MUMBAI, India – Speaking to Crux from his hospital bed, Father Stephen Rawat, the parish priest of Saints Peter and Paul Church in Banswara Rajasthan in the Udaipur diocese in western India explained that every year he takes parishioners around the city to Catholic homes to sing Christmas carols.

This year, a group of about 20 carol singers including women and children and three religious sisters began their caroling on December 11.

On December 14, after caroling in a Catholic home, the group ended with a short prayer and walked into the street. As they walked towards their parked vehicle they were suddenly set on by a mob of 20 to 30 people armed with batons and sticks who began assaulting them unprovoked.

Rawat said “while the children ran helter skelter, the women and men were beaten on their hands, legs and backs.  The nuns were still in the house, so they escaped the beating.  They accused the Christians of converting people and shouted ‘Bharat Mata ki Jai’ (Victory to Mother India).”

Eight of them, including Rawat, were beaten. Rawat immediately went to the local police station to register a complaint against the attackers, then went to Mahatma Gandhi Hospital Banswara for medical treatment.

■ **WHAT THIS TASK INVOLVES**
Condense the paragraph of the report on the attack above that begins "On December 14, after caroling" into a shorter version that keeps its main facts.

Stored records
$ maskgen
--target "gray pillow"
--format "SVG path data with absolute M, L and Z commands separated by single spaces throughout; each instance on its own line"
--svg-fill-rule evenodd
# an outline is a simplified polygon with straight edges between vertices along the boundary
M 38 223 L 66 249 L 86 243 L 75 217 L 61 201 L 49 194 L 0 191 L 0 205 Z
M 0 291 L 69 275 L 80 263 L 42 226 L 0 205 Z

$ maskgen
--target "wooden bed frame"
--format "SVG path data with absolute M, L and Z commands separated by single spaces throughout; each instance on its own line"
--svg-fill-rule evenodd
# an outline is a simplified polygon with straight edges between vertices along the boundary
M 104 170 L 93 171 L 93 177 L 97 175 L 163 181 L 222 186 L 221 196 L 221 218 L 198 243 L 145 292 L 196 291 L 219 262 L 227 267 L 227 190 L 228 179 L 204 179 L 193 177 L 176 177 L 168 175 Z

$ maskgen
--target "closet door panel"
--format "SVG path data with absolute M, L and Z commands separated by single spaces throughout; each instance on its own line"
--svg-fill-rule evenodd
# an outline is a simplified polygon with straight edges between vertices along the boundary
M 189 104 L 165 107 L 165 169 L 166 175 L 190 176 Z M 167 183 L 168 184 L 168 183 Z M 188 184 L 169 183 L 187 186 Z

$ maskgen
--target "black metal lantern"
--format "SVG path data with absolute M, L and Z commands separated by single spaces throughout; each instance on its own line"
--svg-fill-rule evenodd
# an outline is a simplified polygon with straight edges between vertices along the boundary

■ **RESULT OF THIS EXERCISE**
On December 14, after caroling at a Catholic home and closing with a short prayer, the group was walking to its parked vehicle when a mob of 20 to 30 people armed with batons and sticks attacked them without provocation.